### EXERCISE DESCRIPTION:
The entire listing is to be repeated verbatim.

### EXERCISE INPUTS:
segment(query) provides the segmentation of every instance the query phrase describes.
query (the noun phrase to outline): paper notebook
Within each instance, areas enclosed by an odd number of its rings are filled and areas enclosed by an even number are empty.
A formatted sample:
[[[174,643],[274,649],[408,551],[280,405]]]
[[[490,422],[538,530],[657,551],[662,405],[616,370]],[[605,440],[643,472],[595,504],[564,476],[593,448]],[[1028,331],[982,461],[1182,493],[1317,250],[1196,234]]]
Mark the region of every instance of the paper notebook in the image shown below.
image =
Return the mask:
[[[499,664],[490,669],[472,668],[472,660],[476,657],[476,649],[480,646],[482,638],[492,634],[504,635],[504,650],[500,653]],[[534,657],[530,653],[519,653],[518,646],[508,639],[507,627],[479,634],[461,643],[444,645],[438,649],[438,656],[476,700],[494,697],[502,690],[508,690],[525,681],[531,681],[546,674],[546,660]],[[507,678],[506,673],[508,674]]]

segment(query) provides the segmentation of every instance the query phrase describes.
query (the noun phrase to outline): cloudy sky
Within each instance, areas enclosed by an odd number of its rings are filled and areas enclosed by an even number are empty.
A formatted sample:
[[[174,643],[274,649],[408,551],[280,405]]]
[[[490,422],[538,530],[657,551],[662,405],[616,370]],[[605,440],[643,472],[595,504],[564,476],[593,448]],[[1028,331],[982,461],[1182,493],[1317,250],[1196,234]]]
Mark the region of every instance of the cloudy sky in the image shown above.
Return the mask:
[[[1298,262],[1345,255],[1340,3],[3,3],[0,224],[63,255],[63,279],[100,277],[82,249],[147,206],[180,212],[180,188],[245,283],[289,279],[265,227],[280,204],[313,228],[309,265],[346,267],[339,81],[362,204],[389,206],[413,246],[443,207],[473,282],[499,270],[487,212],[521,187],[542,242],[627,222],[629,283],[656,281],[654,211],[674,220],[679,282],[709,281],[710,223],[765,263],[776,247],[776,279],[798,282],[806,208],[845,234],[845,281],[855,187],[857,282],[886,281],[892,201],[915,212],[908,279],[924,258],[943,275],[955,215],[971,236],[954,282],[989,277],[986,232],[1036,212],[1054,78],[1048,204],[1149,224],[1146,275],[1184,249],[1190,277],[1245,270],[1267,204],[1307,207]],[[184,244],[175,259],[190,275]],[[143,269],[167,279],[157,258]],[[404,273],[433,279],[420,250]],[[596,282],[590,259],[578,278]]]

### RESPONSE TO THE EXERCISE:
segment(query) provides the segmentation of every instance the query phrase describes.
query (the noun phrase to outline): paper notebook
Within each instance, areas enclosed by an odd number of its rings are filled and areas enclosed by an even number are empty.
A formatted sample:
[[[174,643],[274,649],[408,551],[280,405]]]
[[[490,422],[538,530],[657,551],[662,405],[616,370]],[[605,440],[643,472],[595,504],[564,476],[593,448]],[[1028,331],[982,461],[1182,493],[1317,250],[1196,234]]]
Mark the region of every instance of the paper notebook in the image shown below.
image =
Return the mask:
[[[499,664],[490,669],[472,668],[472,660],[476,657],[476,649],[480,646],[482,638],[492,634],[504,635],[504,650],[500,653]],[[534,657],[530,653],[519,653],[518,646],[508,639],[507,627],[479,634],[461,643],[444,645],[438,649],[438,656],[476,700],[494,697],[502,690],[508,690],[525,681],[531,681],[546,674],[546,660]],[[507,678],[506,673],[508,674]]]

segment(query) provides the segmentation of every instance the query phrase describes.
query (the noun phrase to outline): cloudy sky
Within each instance, areas enclosed by an odd number of its rings are filled and areas enclosed by an even number are empty.
A formatted sample:
[[[174,643],[274,649],[408,551],[280,405]]]
[[[490,422],[538,530],[657,551],[662,405],[616,370]],[[605,440],[643,472],[595,504],[564,476],[593,448]],[[1028,331],[982,461],[1182,493],[1317,250],[1196,234]]]
Mark the region of every instance of the cloudy sky in the image shown above.
Return the mask:
[[[1298,262],[1345,255],[1340,3],[3,3],[0,224],[63,255],[63,279],[100,277],[82,249],[147,206],[180,212],[180,188],[245,283],[289,279],[265,227],[280,204],[313,228],[309,265],[346,267],[339,81],[362,204],[389,206],[413,246],[443,207],[473,282],[499,270],[487,212],[521,187],[542,242],[627,222],[629,283],[656,281],[654,211],[674,220],[679,282],[709,281],[710,223],[765,263],[776,247],[776,279],[798,282],[806,208],[845,234],[845,281],[855,187],[857,282],[886,281],[892,201],[915,212],[908,279],[924,258],[943,275],[955,215],[971,236],[954,282],[989,277],[986,232],[1036,212],[1054,78],[1048,204],[1149,224],[1146,275],[1184,249],[1190,277],[1245,270],[1267,204],[1307,207]],[[184,244],[175,259],[190,275]],[[143,269],[167,279],[157,258]],[[404,273],[433,279],[420,250]],[[596,282],[590,259],[578,278]]]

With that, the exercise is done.